··· EXTRAIT PROPOSÉ ···

J’ai toujours aimé donner des cours de maths. Quand j’étais gamin, je voulais devenir prof de maths. Pas pour les vacances ou les grèves récurrentes, mais parce que je pensais qu’ainsi, je pourrais dire et faire ce que je voudrais, y compris les plus grosses bêtises, personne ne pourrait en déduire que j’étais bête : j’étais forcément intelligent, puisque j’étais prof de math ! Cette idée à disparu de mon esprit quand j’ai compris d’une part qu’il n’y avait aucune relation entre les maths et l’intelligence, d’autre part parce que je serais certainement muté dans le nord de la France pour mes premières années d’enseignement, et enfin, tout simplement, parce que je suis progressivement devenu nul en maths…

Il n’empêche que, pour le plaisir, je donnais des cours particuliers de mathématiques à des collégiens que je « recrutais » via les petites annonces : « Prof de maths propose cours de soutien à domicile pour collégiens tous niveaux ». Le mensonge était subtil : je n’étais pas professeur de maths agréé, mais je l’étais quand même, puisque je donnais des cours de math, aussi « particuliers » soient-ils ! De toute façon, j’avais un bac scientifique, ce qui était largement suffisant pour expliquer le théorème de Pythagore à un quatrième. C’est de cette façon que j’ai rencontré Eude, un garçon intelligent, calme et feignant en math, qui devint un ami.

··· LIGNES FOURNIES ···

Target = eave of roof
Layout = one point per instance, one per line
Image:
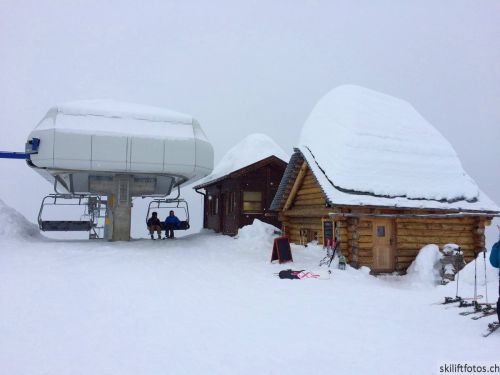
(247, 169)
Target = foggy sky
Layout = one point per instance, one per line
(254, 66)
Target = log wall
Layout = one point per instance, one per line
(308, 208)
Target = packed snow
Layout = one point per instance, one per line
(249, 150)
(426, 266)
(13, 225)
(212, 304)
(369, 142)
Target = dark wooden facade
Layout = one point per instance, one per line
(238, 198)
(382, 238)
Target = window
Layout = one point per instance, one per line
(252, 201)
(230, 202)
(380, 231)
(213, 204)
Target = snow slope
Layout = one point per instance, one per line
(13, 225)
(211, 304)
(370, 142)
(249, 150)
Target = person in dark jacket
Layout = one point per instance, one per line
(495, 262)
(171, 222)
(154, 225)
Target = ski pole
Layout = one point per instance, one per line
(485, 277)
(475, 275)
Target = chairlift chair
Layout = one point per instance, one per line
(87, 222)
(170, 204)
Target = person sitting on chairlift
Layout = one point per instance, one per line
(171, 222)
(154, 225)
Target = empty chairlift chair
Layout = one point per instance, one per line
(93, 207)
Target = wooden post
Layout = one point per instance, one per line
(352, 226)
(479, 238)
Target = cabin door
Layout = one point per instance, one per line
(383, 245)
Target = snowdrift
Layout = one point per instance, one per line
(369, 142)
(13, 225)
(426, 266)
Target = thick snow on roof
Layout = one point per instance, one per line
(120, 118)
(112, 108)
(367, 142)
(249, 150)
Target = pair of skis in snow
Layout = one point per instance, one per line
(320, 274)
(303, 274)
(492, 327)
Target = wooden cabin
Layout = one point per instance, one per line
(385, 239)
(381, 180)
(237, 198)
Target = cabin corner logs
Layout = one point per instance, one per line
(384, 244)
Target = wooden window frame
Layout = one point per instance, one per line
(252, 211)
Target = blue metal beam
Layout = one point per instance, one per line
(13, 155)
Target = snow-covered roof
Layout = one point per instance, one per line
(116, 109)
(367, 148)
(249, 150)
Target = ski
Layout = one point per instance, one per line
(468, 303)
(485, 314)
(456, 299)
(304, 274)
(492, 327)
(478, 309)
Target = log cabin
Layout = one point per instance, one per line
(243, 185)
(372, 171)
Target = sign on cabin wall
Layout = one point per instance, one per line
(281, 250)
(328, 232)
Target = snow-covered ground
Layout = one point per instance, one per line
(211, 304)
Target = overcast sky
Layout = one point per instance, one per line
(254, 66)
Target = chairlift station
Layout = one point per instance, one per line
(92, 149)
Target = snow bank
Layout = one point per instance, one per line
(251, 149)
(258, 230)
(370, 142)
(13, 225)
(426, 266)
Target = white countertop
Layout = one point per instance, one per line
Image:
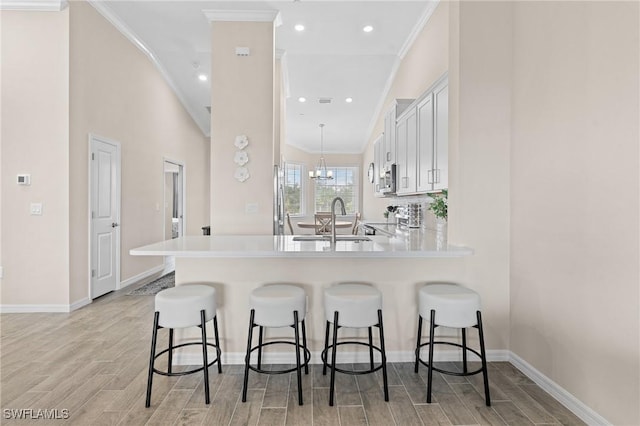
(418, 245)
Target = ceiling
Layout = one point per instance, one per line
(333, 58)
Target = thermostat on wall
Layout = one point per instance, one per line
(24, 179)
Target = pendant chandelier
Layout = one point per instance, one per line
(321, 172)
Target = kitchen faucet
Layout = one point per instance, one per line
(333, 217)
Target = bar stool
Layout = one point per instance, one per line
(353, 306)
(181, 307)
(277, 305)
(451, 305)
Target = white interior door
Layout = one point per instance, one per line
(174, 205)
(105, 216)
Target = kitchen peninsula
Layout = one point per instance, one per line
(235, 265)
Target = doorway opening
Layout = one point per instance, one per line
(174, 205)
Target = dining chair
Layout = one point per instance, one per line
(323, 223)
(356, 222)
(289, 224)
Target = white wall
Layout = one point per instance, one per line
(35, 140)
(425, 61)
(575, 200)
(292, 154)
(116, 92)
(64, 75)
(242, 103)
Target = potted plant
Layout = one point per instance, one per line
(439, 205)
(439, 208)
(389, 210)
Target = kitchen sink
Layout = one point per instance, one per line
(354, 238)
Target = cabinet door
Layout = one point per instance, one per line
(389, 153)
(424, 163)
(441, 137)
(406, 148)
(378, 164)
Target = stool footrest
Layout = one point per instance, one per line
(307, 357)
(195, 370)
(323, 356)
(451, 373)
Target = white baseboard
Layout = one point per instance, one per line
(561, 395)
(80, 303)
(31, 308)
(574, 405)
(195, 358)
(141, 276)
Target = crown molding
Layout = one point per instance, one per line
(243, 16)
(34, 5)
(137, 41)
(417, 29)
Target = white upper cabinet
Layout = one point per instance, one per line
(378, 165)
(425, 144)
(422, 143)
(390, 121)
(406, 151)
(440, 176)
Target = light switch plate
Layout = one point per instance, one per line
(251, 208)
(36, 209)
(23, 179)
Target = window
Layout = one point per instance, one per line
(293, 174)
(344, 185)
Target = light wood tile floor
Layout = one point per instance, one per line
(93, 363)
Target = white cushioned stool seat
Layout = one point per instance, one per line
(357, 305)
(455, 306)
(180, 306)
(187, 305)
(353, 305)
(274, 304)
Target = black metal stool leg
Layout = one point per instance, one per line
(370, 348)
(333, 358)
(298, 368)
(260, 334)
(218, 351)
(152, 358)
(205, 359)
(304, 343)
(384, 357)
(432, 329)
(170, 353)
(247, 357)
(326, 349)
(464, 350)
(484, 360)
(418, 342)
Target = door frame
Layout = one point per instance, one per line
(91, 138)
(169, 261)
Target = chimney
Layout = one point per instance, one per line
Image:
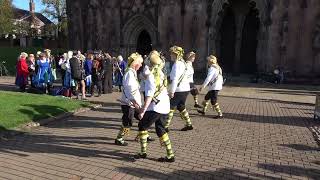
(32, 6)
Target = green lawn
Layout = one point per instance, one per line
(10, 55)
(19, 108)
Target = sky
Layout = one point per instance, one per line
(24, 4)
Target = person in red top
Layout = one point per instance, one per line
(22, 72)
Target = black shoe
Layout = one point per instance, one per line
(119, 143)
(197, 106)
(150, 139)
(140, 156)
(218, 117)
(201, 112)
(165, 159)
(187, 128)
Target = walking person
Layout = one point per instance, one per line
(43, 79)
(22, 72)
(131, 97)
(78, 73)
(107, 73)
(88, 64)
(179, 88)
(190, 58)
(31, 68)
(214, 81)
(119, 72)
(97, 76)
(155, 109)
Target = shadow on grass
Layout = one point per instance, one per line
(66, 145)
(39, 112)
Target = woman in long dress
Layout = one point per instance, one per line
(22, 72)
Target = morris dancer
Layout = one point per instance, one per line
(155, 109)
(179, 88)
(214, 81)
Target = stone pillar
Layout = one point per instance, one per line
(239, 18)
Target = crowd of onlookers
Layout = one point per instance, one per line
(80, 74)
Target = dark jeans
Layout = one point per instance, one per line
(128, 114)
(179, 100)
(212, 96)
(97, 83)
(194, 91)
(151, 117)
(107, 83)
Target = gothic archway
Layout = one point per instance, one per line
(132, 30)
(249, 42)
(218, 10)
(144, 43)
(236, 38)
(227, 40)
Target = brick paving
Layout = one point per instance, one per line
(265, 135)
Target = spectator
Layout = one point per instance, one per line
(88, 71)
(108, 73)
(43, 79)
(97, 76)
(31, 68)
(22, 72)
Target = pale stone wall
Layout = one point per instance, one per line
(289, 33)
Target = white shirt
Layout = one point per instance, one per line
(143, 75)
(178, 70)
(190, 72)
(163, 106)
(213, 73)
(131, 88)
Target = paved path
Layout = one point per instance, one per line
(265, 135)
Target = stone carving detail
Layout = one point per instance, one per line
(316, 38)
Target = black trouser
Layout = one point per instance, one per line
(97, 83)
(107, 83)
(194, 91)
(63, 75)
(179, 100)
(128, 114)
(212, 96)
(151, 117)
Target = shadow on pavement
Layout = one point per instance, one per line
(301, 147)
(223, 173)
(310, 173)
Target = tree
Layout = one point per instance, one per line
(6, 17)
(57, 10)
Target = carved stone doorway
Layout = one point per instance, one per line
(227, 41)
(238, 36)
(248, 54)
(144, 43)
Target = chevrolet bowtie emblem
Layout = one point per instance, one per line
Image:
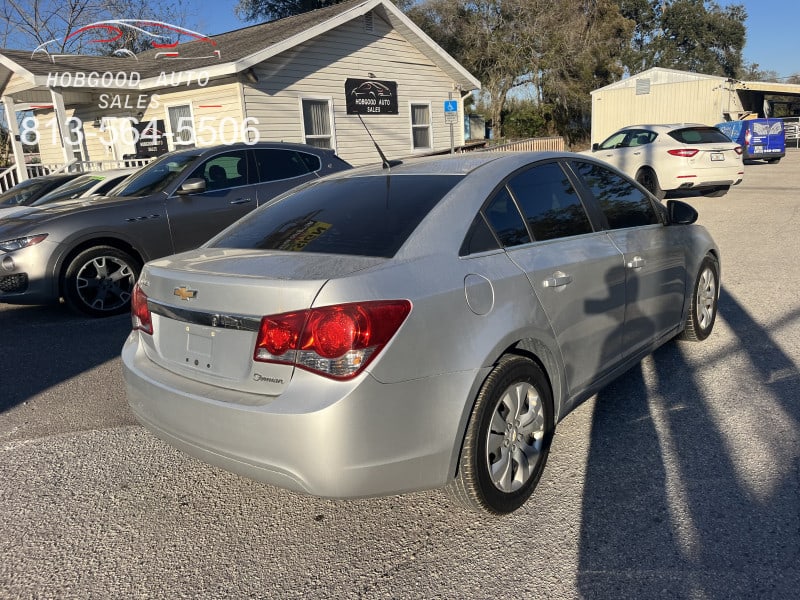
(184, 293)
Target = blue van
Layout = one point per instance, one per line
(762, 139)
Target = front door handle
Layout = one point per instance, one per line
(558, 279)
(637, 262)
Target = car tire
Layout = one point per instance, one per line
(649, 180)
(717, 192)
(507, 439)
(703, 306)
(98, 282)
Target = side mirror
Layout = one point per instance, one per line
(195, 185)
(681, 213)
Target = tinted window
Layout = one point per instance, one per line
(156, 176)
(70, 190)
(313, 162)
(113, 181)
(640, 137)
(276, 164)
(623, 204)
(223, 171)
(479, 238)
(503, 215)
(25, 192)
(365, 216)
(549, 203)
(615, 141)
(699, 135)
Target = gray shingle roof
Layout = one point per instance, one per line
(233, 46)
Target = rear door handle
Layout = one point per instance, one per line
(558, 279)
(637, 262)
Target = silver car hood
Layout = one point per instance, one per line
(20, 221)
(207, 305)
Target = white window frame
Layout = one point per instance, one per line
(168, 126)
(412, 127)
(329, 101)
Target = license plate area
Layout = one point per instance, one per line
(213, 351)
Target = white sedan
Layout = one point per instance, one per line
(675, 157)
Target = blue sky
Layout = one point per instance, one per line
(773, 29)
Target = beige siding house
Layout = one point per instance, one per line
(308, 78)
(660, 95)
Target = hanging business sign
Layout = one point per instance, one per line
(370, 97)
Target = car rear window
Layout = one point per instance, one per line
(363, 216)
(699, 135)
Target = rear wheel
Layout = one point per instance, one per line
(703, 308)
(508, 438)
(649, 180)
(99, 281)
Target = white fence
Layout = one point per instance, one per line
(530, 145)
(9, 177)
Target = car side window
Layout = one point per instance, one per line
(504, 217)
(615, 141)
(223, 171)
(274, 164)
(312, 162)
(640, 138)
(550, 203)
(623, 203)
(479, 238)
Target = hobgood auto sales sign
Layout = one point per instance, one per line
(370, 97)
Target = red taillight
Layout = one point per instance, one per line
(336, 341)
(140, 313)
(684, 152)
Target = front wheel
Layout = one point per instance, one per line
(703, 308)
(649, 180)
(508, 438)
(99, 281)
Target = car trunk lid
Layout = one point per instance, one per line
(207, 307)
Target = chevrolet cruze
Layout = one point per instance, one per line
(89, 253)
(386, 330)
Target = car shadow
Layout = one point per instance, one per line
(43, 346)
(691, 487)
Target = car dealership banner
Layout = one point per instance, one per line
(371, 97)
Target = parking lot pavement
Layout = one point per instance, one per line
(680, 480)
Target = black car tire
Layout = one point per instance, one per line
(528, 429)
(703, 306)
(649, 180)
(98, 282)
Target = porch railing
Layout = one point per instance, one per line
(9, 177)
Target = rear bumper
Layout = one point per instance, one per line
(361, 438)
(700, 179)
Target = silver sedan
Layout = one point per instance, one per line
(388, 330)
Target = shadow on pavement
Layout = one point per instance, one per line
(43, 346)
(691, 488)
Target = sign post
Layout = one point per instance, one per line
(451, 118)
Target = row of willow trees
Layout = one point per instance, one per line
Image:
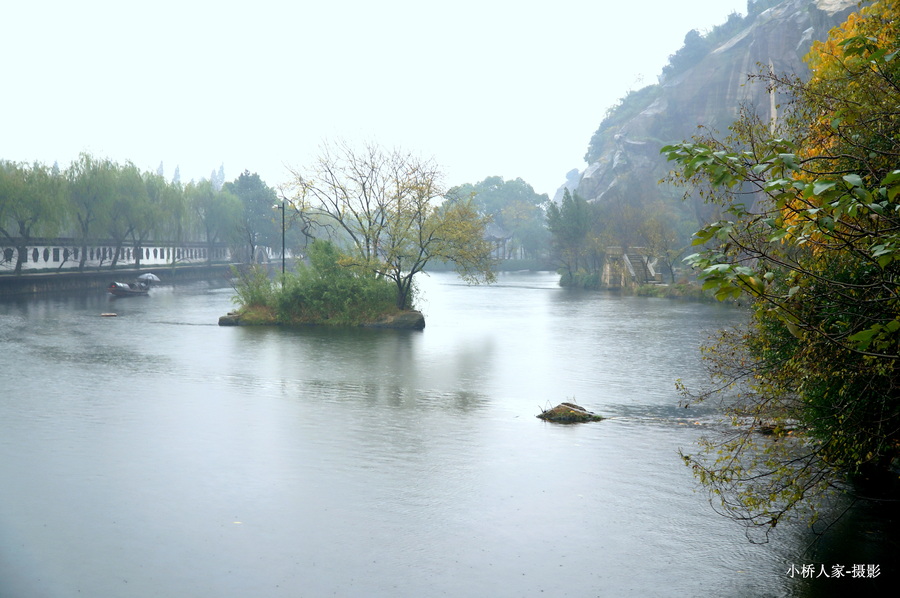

···

■ CONSIGNE A
Relevez dans l'extrait sur les cours de maths le passage qui va de « Il n’empêche que, pour » jusqu'à « devint un ami. ».
■ CONSIGNE B
Répondez brièvement à ces questions à partir de l'extrait :
(i) Dans quelle région de France la personne qui raconte pensait-elle être mutée pour ses premières années d'enseignement ?
(ii) Quel diplôme dit-elle posséder ?
(iii) Comment s'appelle le garçon rencontré grâce aux cours particuliers ?

■ RÉPONSE A
Il n’empêche que, pour le plaisir, je donnais des cours particuliers de mathématiques à des collégiens que je « recrutais » via les petites annonces : « Prof de maths propose cours de soutien à domicile pour collégiens tous niveaux ». Le mensonge était subtil : je n’étais pas professeur de maths agréé, mais je l’étais quand même, puisque je donnais des cours de math, aussi « particuliers » soient-ils ! De toute façon, j’avais un bac scientifique, ce qui était largement suffisant pour expliquer le théorème de Pythagore à un quatrième. C’est de cette façon que j’ai rencontré Eude, un garçon intelligent, calme et feignant en math, qui devint un ami.

■ RÉPONSE B
(i) Dans le nord de la France.
(ii) Un bac scientifique.
(iii) Eude.